* [Problem requirements]
Copy out the items below, putting "Locate" wherever "Localize" occurs and changing nothing else.
--- BEGIN Data for the task ---
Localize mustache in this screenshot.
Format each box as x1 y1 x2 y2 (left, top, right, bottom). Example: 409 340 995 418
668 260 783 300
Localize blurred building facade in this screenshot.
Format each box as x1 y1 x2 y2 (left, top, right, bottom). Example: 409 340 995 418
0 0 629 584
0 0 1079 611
--- END Data for the task ---
* [Reply]
Locate mustache in this screenshot.
Format each box as x1 y1 x2 y2 (left, top, right, bottom). Example: 409 340 995 418
668 260 783 300
Locate blurred building facade in this screenshot.
Format each box as x1 y1 x2 y2 (left, top, right, bottom). Example: 409 340 995 418
0 0 629 584
0 0 1079 611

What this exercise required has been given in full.